SPANISH FORK, Utah (AP) - A Utah County officer shot in the head during a crime spree is recovering, but he said he wishes he could trade places with a fellow deputy who was killed in the incident.
Gina Sherwood said Monday that her husband, Greg, is recovering well after he was shot in the head Jan. 30. Doctors removed a bullet that was lodged between his skull and his brain, she said, and they don’t think he faces any long-term damage.
But she said he’s going through a roller coaster of emotions over the death of 44-year-old Sgt. Cory Wride of the Utah County Sheriff’s Office. Wride was killed on a rural highway about 35 miles south of Salt Lake City. He had stopped to check on a truck with its emergency lights on when he was shot while seated in his patrol car.

[Saved entries]

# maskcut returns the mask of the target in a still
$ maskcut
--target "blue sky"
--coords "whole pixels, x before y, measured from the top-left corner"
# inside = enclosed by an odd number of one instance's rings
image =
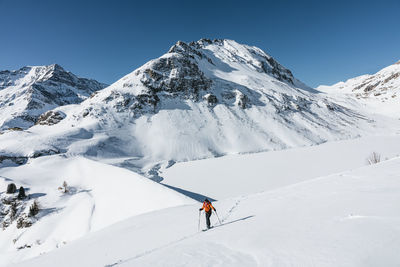
[[[303,82],[400,60],[400,1],[0,0],[0,70],[58,63],[112,83],[176,41],[255,45]]]

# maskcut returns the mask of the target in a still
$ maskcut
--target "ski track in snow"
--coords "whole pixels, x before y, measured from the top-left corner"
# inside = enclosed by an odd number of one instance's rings
[[[228,212],[226,213],[226,215],[225,215],[224,217],[222,217],[221,224],[218,224],[218,225],[214,226],[213,228],[217,228],[217,227],[220,227],[220,226],[224,226],[224,225],[226,225],[226,224],[229,224],[230,222],[227,222],[227,223],[224,223],[224,222],[232,215],[232,213],[234,213],[234,211],[237,209],[237,207],[239,206],[240,202],[241,202],[243,199],[245,199],[245,197],[241,197],[241,198],[237,199],[237,200],[235,201],[235,204],[228,210]],[[232,221],[232,222],[236,222],[236,221],[248,219],[248,218],[251,218],[251,217],[252,217],[252,216],[249,216],[249,217],[242,218],[242,219],[239,219],[239,220],[235,220],[235,221]],[[182,241],[184,241],[184,240],[193,238],[193,237],[195,237],[195,236],[197,236],[198,234],[201,234],[201,233],[203,233],[203,232],[204,232],[204,231],[200,230],[199,232],[196,232],[196,233],[194,233],[194,234],[192,234],[192,235],[184,236],[184,237],[182,237],[182,238],[180,238],[180,239],[178,239],[178,240],[172,241],[172,242],[167,243],[167,244],[165,244],[165,245],[162,245],[162,246],[159,246],[159,247],[156,247],[156,248],[153,248],[153,249],[144,251],[144,252],[142,252],[142,253],[139,253],[139,254],[137,254],[137,255],[131,257],[131,258],[127,258],[127,259],[125,259],[125,260],[119,260],[119,261],[117,261],[117,262],[114,262],[114,263],[111,263],[111,264],[107,264],[107,265],[105,265],[104,267],[117,266],[117,265],[120,265],[120,264],[123,264],[123,263],[127,263],[127,262],[130,262],[130,261],[136,260],[136,259],[138,259],[138,258],[141,258],[141,257],[146,256],[146,255],[148,255],[148,254],[151,254],[151,253],[153,253],[153,252],[156,252],[156,251],[159,251],[159,250],[161,250],[161,249],[164,249],[164,248],[170,247],[170,246],[172,246],[172,245],[178,244],[179,242],[182,242]]]

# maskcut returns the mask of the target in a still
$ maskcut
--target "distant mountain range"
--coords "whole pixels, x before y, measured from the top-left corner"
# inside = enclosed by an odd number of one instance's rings
[[[398,118],[400,114],[400,61],[375,74],[362,75],[331,86],[321,85],[317,89],[329,94],[355,97],[371,112]]]
[[[107,87],[79,78],[57,64],[0,71],[0,129],[27,129],[44,112],[78,104]]]
[[[58,65],[0,77],[7,115],[0,157],[7,159],[84,155],[157,179],[175,161],[313,145],[374,128],[353,102],[336,102],[261,49],[232,40],[179,41],[108,87]]]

WORK REQUEST A: Write out the part of the Utah shooting report from "Gina Sherwood said" up to and including "his patrol car.".
WORK REQUEST B: List every person named in the Utah shooting report.

EXERCISE ANSWER A:
Gina Sherwood said Monday that her husband, Greg, is recovering well after he was shot in the head Jan. 30. Doctors removed a bullet that was lodged between his skull and his brain, she said, and they don’t think he faces any long-term damage.
But she said he’s going through a roller coaster of emotions over the death of 44-year-old Sgt. Cory Wride of the Utah County Sheriff’s Office. Wride was killed on a rural highway about 35 miles south of Salt Lake City. He had stopped to check on a truck with its emergency lights on when he was shot while seated in his patrol car.

EXERCISE ANSWER B:
- Gina Sherwood
- Greg Sherwood
- Sgt. Cory Wride